Task item: The required output is a number: how many lines of the data below include the string "dark".

Data extracts:
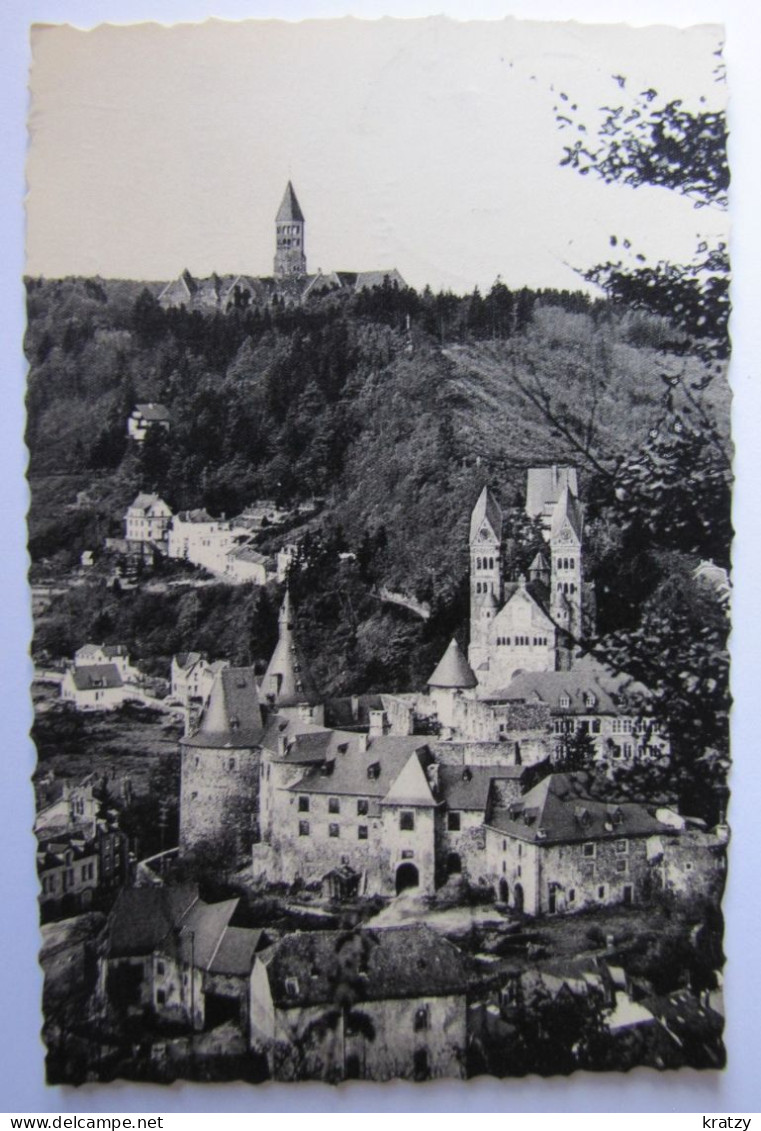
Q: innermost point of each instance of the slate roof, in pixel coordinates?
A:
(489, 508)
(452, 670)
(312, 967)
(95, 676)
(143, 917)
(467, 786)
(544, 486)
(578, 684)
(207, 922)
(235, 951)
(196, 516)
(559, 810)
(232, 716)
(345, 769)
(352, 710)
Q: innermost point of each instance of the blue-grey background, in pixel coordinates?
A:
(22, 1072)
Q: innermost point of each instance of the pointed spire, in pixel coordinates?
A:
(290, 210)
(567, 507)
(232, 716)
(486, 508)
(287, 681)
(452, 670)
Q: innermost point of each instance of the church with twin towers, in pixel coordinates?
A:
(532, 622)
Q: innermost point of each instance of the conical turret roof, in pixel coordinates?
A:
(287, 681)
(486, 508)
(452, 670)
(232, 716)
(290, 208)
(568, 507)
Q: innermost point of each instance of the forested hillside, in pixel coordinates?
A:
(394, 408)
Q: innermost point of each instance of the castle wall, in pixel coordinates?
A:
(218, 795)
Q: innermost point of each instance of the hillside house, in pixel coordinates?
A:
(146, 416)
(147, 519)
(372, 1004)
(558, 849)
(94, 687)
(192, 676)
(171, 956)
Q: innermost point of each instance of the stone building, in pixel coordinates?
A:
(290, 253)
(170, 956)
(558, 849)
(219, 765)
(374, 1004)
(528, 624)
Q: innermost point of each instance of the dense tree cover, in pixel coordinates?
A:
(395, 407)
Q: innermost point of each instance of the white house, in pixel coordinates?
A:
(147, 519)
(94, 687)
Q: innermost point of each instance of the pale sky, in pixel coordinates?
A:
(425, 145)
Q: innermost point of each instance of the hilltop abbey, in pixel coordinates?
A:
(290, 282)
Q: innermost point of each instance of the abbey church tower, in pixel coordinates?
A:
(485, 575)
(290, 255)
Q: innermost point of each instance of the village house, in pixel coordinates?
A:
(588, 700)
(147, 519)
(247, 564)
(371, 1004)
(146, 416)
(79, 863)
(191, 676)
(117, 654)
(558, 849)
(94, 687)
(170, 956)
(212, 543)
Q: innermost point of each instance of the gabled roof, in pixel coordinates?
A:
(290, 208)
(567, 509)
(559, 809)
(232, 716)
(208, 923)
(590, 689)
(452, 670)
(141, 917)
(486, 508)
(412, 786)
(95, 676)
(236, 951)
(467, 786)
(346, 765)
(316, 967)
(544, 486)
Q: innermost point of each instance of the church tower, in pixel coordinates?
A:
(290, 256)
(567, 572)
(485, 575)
* * *
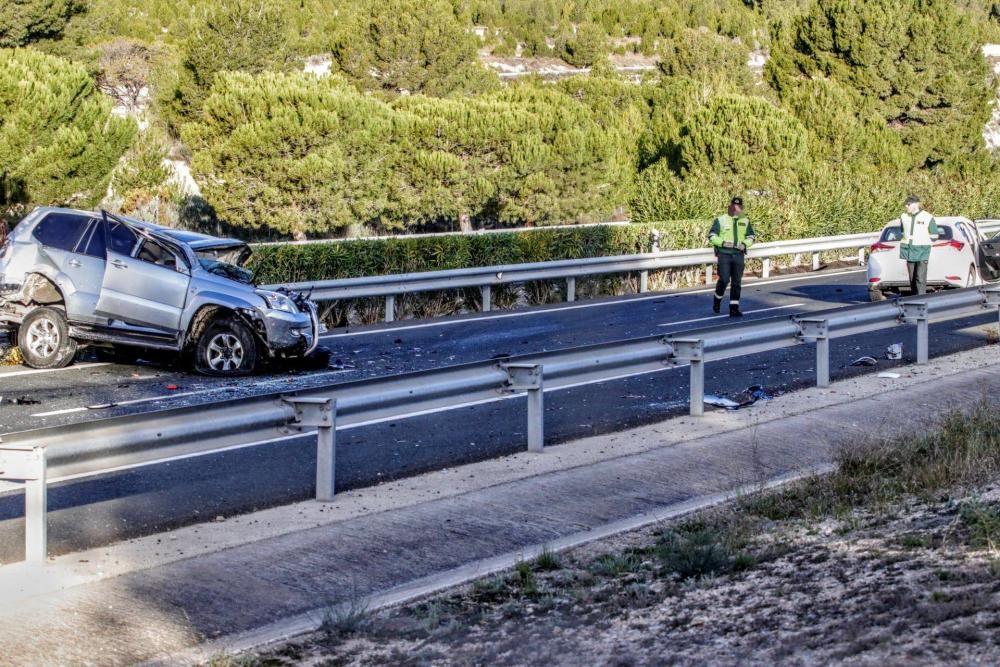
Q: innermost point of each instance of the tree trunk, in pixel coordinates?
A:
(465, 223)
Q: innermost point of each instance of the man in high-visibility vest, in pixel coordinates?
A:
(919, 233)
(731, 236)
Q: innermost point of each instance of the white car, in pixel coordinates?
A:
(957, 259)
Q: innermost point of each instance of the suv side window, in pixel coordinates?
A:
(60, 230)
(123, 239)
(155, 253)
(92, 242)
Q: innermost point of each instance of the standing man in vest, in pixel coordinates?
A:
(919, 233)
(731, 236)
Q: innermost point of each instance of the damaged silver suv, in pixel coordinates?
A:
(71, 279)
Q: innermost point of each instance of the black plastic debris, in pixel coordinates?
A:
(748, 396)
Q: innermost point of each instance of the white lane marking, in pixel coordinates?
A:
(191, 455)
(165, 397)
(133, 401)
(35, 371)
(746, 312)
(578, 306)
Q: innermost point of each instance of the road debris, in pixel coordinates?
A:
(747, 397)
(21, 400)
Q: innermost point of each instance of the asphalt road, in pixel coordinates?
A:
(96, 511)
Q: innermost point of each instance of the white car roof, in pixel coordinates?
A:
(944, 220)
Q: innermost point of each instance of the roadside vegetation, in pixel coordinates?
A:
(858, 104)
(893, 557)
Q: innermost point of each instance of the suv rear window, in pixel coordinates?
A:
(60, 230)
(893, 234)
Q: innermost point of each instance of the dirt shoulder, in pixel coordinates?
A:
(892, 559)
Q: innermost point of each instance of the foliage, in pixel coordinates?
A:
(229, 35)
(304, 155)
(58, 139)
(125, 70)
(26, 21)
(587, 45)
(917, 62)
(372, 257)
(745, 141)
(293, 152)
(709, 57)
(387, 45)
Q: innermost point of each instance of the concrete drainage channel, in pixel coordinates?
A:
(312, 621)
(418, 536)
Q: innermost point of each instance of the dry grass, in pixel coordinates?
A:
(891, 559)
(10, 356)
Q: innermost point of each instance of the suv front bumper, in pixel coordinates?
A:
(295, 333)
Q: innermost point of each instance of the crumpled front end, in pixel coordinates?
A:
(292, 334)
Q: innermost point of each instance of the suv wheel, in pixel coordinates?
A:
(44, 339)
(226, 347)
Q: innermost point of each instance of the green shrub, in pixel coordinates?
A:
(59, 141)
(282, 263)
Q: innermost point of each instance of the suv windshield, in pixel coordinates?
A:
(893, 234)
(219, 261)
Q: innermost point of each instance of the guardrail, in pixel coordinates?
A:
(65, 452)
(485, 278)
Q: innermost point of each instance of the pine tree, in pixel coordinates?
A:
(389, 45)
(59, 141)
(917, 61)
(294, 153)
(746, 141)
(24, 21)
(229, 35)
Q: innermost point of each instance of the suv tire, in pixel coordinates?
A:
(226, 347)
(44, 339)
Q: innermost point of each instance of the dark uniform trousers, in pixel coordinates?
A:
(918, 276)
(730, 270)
==
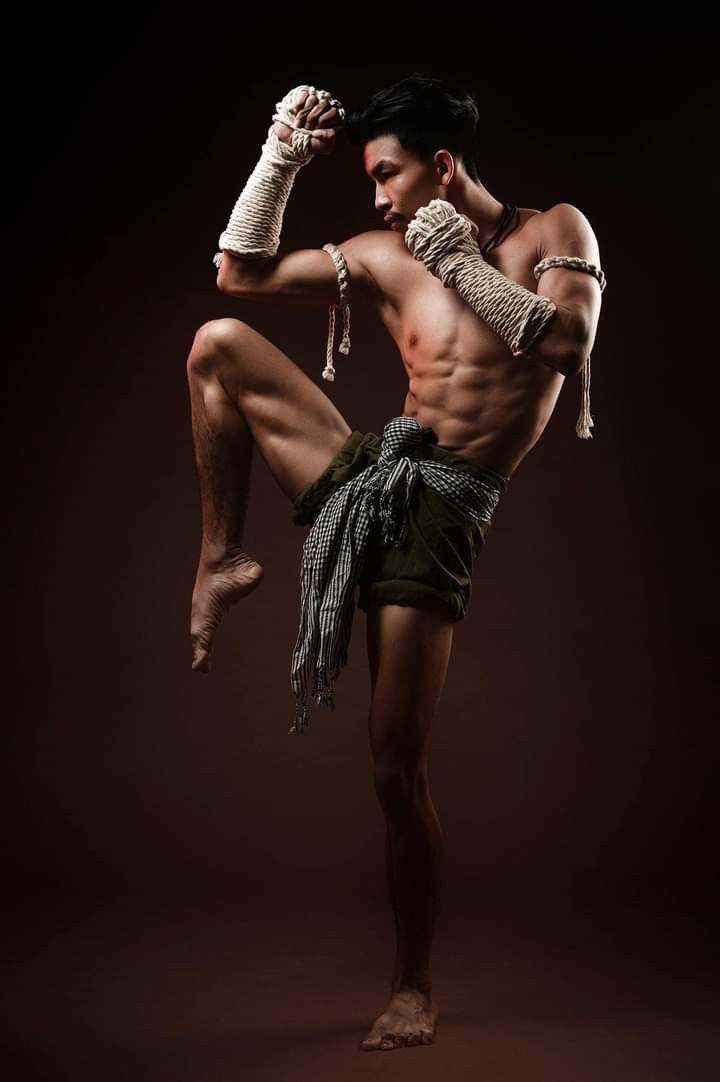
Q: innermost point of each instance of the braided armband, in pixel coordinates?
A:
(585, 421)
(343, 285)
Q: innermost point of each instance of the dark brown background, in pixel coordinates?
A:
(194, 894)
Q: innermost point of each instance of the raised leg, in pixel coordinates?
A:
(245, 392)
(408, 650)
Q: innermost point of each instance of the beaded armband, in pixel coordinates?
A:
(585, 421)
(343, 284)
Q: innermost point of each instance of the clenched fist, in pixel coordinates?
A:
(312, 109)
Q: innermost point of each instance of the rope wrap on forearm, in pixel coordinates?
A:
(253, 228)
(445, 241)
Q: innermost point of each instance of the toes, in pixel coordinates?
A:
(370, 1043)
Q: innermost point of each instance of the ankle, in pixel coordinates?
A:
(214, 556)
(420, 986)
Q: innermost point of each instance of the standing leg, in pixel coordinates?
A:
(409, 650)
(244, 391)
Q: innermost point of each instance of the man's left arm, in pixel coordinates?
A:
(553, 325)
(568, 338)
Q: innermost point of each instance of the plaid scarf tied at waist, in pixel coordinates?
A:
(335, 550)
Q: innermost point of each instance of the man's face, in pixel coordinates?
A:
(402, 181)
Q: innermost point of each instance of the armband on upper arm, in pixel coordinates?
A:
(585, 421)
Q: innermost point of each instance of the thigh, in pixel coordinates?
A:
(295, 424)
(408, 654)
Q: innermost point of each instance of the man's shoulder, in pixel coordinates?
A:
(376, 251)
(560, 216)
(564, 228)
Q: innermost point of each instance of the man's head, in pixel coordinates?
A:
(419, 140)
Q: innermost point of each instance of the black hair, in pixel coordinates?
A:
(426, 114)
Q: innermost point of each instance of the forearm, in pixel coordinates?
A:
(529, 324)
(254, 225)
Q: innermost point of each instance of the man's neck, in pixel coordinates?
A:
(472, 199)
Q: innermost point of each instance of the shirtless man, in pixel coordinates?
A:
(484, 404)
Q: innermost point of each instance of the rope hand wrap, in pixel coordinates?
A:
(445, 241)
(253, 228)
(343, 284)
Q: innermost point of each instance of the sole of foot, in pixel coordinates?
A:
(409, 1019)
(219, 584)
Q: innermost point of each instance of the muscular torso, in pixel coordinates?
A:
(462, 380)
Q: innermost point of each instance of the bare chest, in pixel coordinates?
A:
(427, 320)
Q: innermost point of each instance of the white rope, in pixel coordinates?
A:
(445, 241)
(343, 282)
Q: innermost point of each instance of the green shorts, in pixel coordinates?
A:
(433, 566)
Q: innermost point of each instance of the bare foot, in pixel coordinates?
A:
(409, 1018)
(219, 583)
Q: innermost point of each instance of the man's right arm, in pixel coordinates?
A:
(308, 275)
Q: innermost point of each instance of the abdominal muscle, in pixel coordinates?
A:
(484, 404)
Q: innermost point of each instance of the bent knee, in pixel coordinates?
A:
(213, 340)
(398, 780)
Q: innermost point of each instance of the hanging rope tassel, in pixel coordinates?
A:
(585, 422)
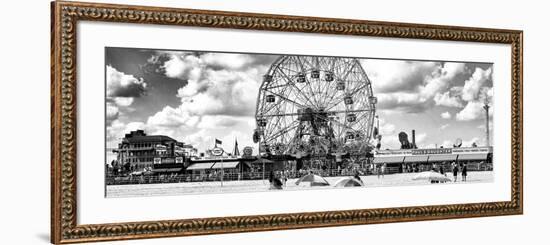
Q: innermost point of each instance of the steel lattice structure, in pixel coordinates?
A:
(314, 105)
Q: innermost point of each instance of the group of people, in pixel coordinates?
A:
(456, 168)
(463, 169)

Exercise result: 2